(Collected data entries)
• • • •

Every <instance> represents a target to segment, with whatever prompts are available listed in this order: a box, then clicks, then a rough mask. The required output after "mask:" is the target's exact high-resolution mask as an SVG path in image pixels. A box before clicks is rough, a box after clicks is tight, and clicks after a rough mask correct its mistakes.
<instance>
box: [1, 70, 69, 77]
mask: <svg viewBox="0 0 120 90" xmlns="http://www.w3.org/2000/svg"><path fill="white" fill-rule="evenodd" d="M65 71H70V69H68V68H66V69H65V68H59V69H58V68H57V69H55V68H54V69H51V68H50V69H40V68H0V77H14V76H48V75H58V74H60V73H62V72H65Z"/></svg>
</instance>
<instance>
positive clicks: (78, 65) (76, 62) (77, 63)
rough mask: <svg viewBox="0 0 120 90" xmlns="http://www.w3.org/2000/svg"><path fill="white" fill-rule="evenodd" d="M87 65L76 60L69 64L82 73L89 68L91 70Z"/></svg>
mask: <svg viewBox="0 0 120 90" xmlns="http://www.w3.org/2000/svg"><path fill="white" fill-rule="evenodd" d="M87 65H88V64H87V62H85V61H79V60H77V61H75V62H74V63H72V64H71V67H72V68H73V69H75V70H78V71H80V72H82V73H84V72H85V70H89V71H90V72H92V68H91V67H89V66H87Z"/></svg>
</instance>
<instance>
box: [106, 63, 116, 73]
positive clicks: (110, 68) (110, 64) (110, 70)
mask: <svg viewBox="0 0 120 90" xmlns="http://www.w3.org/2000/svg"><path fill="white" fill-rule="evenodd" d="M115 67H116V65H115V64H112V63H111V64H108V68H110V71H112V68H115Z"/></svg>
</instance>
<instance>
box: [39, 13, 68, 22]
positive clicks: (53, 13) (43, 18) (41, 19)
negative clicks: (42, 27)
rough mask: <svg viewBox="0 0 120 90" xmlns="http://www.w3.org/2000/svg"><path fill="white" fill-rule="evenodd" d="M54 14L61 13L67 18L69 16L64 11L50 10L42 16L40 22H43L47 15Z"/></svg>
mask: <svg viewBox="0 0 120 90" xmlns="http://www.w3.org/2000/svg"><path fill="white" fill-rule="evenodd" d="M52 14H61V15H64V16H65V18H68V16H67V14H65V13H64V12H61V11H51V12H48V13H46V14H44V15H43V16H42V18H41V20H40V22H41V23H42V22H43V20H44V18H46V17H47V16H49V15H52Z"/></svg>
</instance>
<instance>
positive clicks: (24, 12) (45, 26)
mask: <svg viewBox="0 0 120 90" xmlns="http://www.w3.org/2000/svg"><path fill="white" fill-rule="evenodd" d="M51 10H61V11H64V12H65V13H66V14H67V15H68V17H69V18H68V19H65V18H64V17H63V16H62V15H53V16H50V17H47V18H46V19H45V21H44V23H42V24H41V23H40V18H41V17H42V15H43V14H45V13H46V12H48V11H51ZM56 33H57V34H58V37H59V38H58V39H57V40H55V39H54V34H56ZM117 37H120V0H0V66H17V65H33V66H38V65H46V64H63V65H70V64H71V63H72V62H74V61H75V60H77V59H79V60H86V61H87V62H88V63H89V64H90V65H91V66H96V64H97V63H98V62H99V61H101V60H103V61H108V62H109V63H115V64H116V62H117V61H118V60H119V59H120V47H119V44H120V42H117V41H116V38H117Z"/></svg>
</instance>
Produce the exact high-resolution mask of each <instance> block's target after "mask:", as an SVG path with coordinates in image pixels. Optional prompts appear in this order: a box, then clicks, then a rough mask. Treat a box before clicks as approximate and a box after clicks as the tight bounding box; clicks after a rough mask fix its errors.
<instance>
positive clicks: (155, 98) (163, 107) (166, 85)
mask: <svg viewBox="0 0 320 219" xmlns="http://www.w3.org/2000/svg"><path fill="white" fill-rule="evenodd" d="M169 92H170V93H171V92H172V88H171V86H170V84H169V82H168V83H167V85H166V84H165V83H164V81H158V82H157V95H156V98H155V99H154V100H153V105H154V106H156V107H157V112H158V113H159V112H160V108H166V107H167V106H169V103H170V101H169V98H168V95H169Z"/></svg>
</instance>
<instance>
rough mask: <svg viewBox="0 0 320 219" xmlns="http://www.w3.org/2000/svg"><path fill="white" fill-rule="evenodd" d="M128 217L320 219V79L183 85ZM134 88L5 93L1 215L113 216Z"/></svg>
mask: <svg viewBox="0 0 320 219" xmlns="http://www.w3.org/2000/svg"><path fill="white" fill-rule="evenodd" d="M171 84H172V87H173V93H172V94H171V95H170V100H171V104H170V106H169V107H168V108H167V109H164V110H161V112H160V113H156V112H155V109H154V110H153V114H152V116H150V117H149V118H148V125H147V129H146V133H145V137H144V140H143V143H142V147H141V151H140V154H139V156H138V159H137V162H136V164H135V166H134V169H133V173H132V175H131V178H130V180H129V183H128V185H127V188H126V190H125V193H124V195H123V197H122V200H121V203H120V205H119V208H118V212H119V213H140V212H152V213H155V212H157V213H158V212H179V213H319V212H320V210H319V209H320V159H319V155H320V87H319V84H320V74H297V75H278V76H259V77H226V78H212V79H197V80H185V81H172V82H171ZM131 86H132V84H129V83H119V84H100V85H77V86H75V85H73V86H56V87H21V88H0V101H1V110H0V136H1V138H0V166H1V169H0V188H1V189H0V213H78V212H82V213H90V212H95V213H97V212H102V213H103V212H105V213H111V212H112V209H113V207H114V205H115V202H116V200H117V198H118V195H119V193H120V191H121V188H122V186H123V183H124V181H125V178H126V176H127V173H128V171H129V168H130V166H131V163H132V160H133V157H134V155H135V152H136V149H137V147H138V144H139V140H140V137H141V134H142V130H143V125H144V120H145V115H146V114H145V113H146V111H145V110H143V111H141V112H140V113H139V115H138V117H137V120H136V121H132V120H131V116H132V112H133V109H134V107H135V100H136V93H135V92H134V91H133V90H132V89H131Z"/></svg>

• • • •

WHAT IS NEEDED:
Each line of the records above should be copied exactly.

RESPONSE:
Every <instance> represents a target to segment, with whatever prompts are available listed in this order: a box, then clicks, then a rough mask. The required output after "mask:" is the target's exact high-resolution mask as an SVG path in image pixels. A box before clicks is rough, a box after clicks is tight, and clicks after a rough mask correct its mistakes.
<instance>
box: [1, 70, 69, 77]
mask: <svg viewBox="0 0 120 90" xmlns="http://www.w3.org/2000/svg"><path fill="white" fill-rule="evenodd" d="M65 71H70V69H68V68H66V69H65V68H59V69H58V68H57V69H55V68H54V69H51V68H50V69H40V68H0V77H14V76H48V75H58V74H60V73H62V72H65Z"/></svg>
</instance>
<instance>
positive clicks: (78, 65) (76, 62) (77, 63)
rough mask: <svg viewBox="0 0 120 90" xmlns="http://www.w3.org/2000/svg"><path fill="white" fill-rule="evenodd" d="M87 65L76 60L69 64L82 73L89 68L91 70Z"/></svg>
mask: <svg viewBox="0 0 120 90" xmlns="http://www.w3.org/2000/svg"><path fill="white" fill-rule="evenodd" d="M87 65H88V64H87V62H85V61H79V60H77V61H75V62H74V63H72V64H71V67H72V68H73V69H75V70H78V71H80V72H82V73H84V72H85V70H89V71H90V72H92V68H91V67H89V66H87Z"/></svg>
</instance>
<instance>
box: [106, 63, 116, 73]
positive clicks: (110, 68) (110, 64) (110, 70)
mask: <svg viewBox="0 0 120 90" xmlns="http://www.w3.org/2000/svg"><path fill="white" fill-rule="evenodd" d="M115 67H116V65H115V64H112V63H111V64H108V68H110V71H112V68H115Z"/></svg>
</instance>
<instance>
box: [39, 13, 68, 22]
positive clicks: (53, 13) (43, 18) (41, 19)
negative clicks: (42, 27)
rough mask: <svg viewBox="0 0 120 90" xmlns="http://www.w3.org/2000/svg"><path fill="white" fill-rule="evenodd" d="M54 14L61 13L67 18L69 16L64 11L50 10L42 16L40 22H43L47 15Z"/></svg>
mask: <svg viewBox="0 0 120 90" xmlns="http://www.w3.org/2000/svg"><path fill="white" fill-rule="evenodd" d="M52 14H61V15H64V16H65V18H68V16H67V14H65V13H64V12H61V11H51V12H48V13H46V14H44V15H43V16H42V18H41V20H40V22H41V23H42V22H43V20H44V18H46V17H47V16H49V15H52Z"/></svg>
</instance>
<instance>
positive clicks: (24, 12) (45, 26)
mask: <svg viewBox="0 0 120 90" xmlns="http://www.w3.org/2000/svg"><path fill="white" fill-rule="evenodd" d="M51 10H61V11H64V12H65V13H66V14H67V15H68V17H69V18H68V19H65V18H64V17H63V16H62V15H53V16H50V17H47V18H46V19H45V21H44V23H42V24H41V23H40V18H41V17H42V15H43V14H45V13H46V12H48V11H51ZM56 33H57V34H58V37H59V38H58V39H57V40H55V39H54V34H56ZM117 37H120V0H0V66H17V65H33V66H38V65H46V64H63V65H70V64H71V63H72V62H74V61H75V60H77V59H79V60H86V61H87V62H88V63H89V64H90V65H91V66H96V64H97V63H98V62H99V61H101V60H103V61H108V62H109V63H115V64H116V62H117V61H118V60H119V59H120V47H119V44H120V42H117V41H116V38H117Z"/></svg>
</instance>
Produce the exact high-resolution mask of each <instance> block's target after "mask:", as an SVG path with coordinates in image pixels. Optional prompts appear in this order: a box, then clicks, then a rough mask. Treat a box before clicks as approximate and a box after clicks as the tight bounding box; clicks after a rough mask fix its errors.
<instance>
positive clicks: (155, 98) (163, 107) (166, 85)
mask: <svg viewBox="0 0 320 219" xmlns="http://www.w3.org/2000/svg"><path fill="white" fill-rule="evenodd" d="M169 92H170V93H171V92H172V88H171V86H170V84H169V82H168V83H167V85H166V84H165V83H164V81H158V82H157V95H156V98H155V99H154V100H153V105H154V106H156V107H157V112H158V113H159V112H160V108H166V107H167V106H169V103H170V101H169V98H168V95H169Z"/></svg>
</instance>
<instance>
rough mask: <svg viewBox="0 0 320 219" xmlns="http://www.w3.org/2000/svg"><path fill="white" fill-rule="evenodd" d="M128 217L320 219V79L183 85ZM134 88L5 93L1 215L113 216Z"/></svg>
mask: <svg viewBox="0 0 320 219" xmlns="http://www.w3.org/2000/svg"><path fill="white" fill-rule="evenodd" d="M171 84H172V87H173V93H172V94H171V95H170V100H171V104H170V106H169V107H168V108H167V109H164V110H161V112H160V113H156V112H155V109H154V110H153V114H152V116H150V117H149V118H148V125H147V129H146V133H145V137H144V140H143V143H142V147H141V151H140V154H139V156H138V159H137V162H136V164H135V166H134V169H133V173H132V175H131V178H130V180H129V183H128V185H127V188H126V190H125V193H124V195H123V197H122V200H121V203H120V205H119V208H118V212H119V213H140V212H152V213H155V212H157V213H158V212H179V213H319V212H320V210H319V209H320V159H319V155H320V87H319V84H320V74H297V75H278V76H259V77H226V78H212V79H197V80H185V81H172V82H171ZM131 86H132V84H129V83H119V84H100V85H77V86H75V85H73V86H56V87H21V88H0V101H1V110H0V136H1V138H0V166H1V169H0V188H1V189H0V213H78V212H82V213H90V212H95V213H97V212H102V213H103V212H105V213H111V212H112V209H113V207H114V205H115V202H116V200H117V198H118V195H119V193H120V191H121V188H122V186H123V183H124V181H125V178H126V176H127V173H128V171H129V168H130V166H131V163H132V160H133V157H134V155H135V152H136V149H137V147H138V144H139V140H140V137H141V134H142V130H143V125H144V120H145V115H146V114H145V113H146V111H145V110H143V111H141V112H140V113H139V115H138V117H137V120H136V121H132V120H131V116H132V112H133V109H134V107H135V100H136V93H135V92H134V91H133V90H132V89H131Z"/></svg>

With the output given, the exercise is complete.